== PROBLEM DETAILS ==
Can you copy out the entire comment thread below on ransomware and brain implants, word for word?

== DOCUMENT SECTION ==
I imagine a dystopian feature where ransomware hackers encrypt people’s brains and ask for ransom to unlock the contents.

Anyway, this seems cool tho.


It'll be somehow worse.

Your brain won't be encrypted, but your ability to communicate with the outside world will be. You will be fully locked-in until you send 100 BTC to an address. Seeing you have been hacked, they can reverse it with a surgical procedure, but unfortunately they can't get your consent. After seven months they turn off your brain interface due to missed payments and now you can communicate (badly), but the interest on your debt is such that you will perpetually be in financial hardship. You have a legal right to dispute the costs, but within 0.00000892 seconds GPT-42 decided you didn't have a case, and you have no right to take your complaint further. It's back to the lithium mines for you with your crippled legs - an accident resulting from a bug in an autonomous vehicle that damaged your spine. At least the accident got you a one-month free trial for the brain chip.


More realistically: they'll just brick your expensive brain implant directly with a remote update, and cryptolock it.

Try sending that back in for repair :D


We can write safe, un-hackable software, when we have to. I doubt this will be an issue.


This is impressive, it's hard to imagine all the implications of a BMI.

== EXCERPTED RECORDS ==
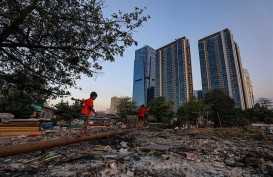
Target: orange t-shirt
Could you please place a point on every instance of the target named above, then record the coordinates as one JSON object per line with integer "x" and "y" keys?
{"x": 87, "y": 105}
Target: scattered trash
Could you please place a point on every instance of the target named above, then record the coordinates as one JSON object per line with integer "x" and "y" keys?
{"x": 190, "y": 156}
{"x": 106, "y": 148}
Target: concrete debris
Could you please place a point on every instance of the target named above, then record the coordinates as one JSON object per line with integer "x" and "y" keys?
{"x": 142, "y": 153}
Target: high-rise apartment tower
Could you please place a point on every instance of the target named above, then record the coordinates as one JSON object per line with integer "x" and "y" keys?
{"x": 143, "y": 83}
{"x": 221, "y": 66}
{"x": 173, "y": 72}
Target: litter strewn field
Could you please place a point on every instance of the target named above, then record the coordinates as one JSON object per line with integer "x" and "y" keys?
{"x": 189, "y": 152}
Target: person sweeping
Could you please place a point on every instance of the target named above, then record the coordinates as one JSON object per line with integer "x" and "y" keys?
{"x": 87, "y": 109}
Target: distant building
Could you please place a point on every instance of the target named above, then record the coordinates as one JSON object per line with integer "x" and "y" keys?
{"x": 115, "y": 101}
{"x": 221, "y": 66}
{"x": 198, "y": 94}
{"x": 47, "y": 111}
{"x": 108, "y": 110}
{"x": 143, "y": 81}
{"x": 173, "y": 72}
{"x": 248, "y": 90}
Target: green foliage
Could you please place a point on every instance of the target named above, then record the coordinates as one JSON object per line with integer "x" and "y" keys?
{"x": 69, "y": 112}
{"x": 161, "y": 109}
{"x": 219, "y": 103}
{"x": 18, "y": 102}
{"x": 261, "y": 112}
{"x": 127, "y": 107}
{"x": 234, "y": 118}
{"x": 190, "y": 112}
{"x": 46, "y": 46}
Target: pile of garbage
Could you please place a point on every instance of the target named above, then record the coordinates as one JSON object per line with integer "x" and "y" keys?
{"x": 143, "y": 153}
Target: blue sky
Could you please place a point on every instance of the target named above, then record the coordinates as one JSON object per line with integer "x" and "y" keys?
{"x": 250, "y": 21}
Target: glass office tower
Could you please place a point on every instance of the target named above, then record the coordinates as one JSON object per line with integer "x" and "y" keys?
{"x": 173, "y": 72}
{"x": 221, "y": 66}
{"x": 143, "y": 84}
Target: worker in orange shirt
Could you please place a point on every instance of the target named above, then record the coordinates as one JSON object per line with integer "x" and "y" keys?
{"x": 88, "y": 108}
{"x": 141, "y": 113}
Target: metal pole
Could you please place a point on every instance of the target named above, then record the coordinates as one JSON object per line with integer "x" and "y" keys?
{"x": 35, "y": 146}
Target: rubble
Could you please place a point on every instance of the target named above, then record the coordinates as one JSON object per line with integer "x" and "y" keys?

== RESPONSE BOX ==
I imagine a dystopian feature where ransomware hackers encrypt people’s brains and ask for ransom to unlock the contents.

Anyway, this seems cool tho.


It'll be somehow worse.

Your brain won't be encrypted, but your ability to communicate with the outside world will be. You will be fully locked-in until you send 100 BTC to an address. Seeing you have been hacked, they can reverse it with a surgical procedure, but unfortunately they can't get your consent. After seven months they turn off your brain interface due to missed payments and now you can communicate (badly), but the interest on your debt is such that you will perpetually be in financial hardship. You have a legal right to dispute the costs, but within 0.00000892 seconds GPT-42 decided you didn't have a case, and you have no right to take your complaint further. It's back to the lithium mines for you with your crippled legs - an accident resulting from a bug in an autonomous vehicle that damaged your spine. At least the accident got you a one-month free trial for the brain chip.


More realistically: they'll just brick your expensive brain implant directly with a remote update, and cryptolock it.

Try sending that back in for repair :D


We can write safe, un-hackable software, when we have to. I doubt this will be an issue.


This is impressive, it's hard to imagine all the implications of a BMI.